SOURCE EXTRACT =
Bulletin board - updating context when using a Matrix

General issues of interest both for network and
individual cell parallelization.

Moderator: hines

Post Reply
timrumbell
Posts: 3
Joined: Wed Apr 24, 2013 11:15 am

Bulletin board - updating context when using a Matrix

Post by timrumbell »

Hi,

I am having some trouble with updating a Matrix across worker nodes in my bulletin board style implementation.

The main use of my ParallelContext is to submit simulation runs with different parameters across all the nodes I have. This works fine. Then when these simulation runs return I do some processing on a Matrix, called 'pop', using the simulation results.

Then I want to use my worker nodes to do some more processing that requires access to the Matrix values that I just updated with the results of the simulation runs. This means that I need to make sure all workers have access to the latest version of the Matrix, which is now only on the master.

I have tried passing all of the entries of the matrix as parameters in the pc.submit() call using a small test simulation, and this works fine. However, in my real simulation the matrix could contain up to several thousand entries. I can pass up to about 12 parameters ok, but as soon as I pass more I get errors:
1 unpack size=448 upkpos=74 type[0]=1 datatype=0 type[1]=1 count=1
nrniv: /home/hines/neuron/nrn/src/nrnmpi/bbsmpipack.c:60: unpack: Assertion `type[0] == my_datatype' failed.
I get one of these errors for each worker. Then I get:
=====================================================================================
= BAD TERMINATION OF ONE OF YOUR APPLICATION PROCESSES
= EXIT CODE: 6
= CLEANING UP REMAINING PROCESSES
= YOU CAN IGNORE THE BELOW CLEANUP MESSAGES
=====================================================================================
APPLICATION TERMINATED WITH THE EXIT STRING: Aborted (signal 6)
I have come up with the following, probably broken in some way, code to send the matrix out to the workers in pieces (i.e. each col as a Vector), as I can't see any functions to share a Matrix to the workers, only Vectors:

Code: Select all

proc send_pop(){local j,key		localobj pop_col

	key = 123456

	pop_col = new Vector()
	
	for j=0,pop.ncol()-1 {
		pop_col = pop.getcol(j)
		pc.look_take(key)
		pc.pack(j)
		pc.pack(pop_col)
		pc.post(key)
		pc.context("pc.look(123456)\npop.setcol(pc.upkscalar(),pc.upkvec())\n")
	}
}
I get the following message when calling this:
some workers did not receive previous context
Presumably this is something to do with the for loop? The only column that gets set on the worker nodes is the final one, i.e. when j=pop.ncol-1. How would I ensure that the pc.context is set each time on every worker, and that each column is set?

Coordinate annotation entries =
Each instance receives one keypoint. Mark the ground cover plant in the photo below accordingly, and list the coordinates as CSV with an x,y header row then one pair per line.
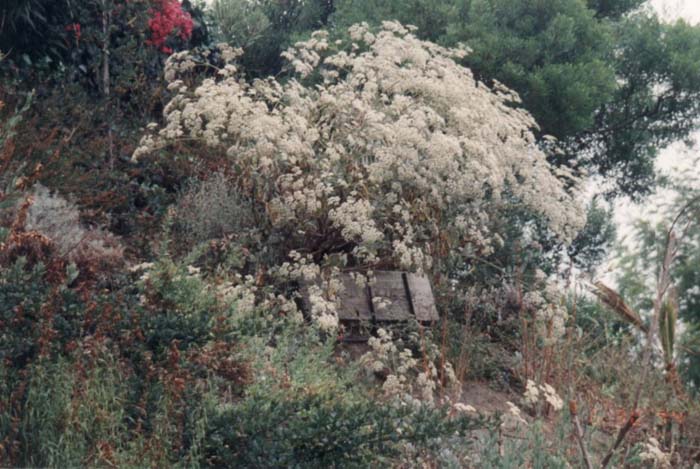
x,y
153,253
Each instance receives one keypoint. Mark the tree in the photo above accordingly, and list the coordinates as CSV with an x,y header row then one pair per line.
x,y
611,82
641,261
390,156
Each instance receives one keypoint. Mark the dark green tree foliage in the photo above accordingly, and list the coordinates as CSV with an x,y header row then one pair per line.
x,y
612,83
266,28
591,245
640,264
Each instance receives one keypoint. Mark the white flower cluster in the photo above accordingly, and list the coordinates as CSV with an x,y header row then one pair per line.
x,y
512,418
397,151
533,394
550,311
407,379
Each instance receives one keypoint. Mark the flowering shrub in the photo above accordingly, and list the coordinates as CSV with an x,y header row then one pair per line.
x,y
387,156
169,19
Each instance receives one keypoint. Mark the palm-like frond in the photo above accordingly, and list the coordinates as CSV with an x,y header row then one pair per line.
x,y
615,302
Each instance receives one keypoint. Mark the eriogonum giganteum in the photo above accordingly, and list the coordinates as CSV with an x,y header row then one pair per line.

TO BE DONE =
**1.** In the forum post, roughly how many parameters can be passed through the submit call before errors start to appear?
**2.** Reproduce the forum post word for word, beginning with "Code: Select all" and ending after "pc.post(key)".
**3.** List every distinct pc method that the send_pop procedure in the forum post calls, including those inside the string passed to context.
None of the items are needed here.

EXERCISE RESPONSES =
**1.** About 12.

**2.**
Code: Select all

proc send_pop(){local j,key		localobj pop_col

	key = 123456

	pop_col = new Vector()
	
	for j=0,pop.ncol()-1 {
		pop_col = pop.getcol(j)
		pc.look_take(key)
		pc.pack(j)
		pc.pack(pop_col)
		pc.post(key)

**3.** look_take, pack, post, context, look, upkscalar, upkvec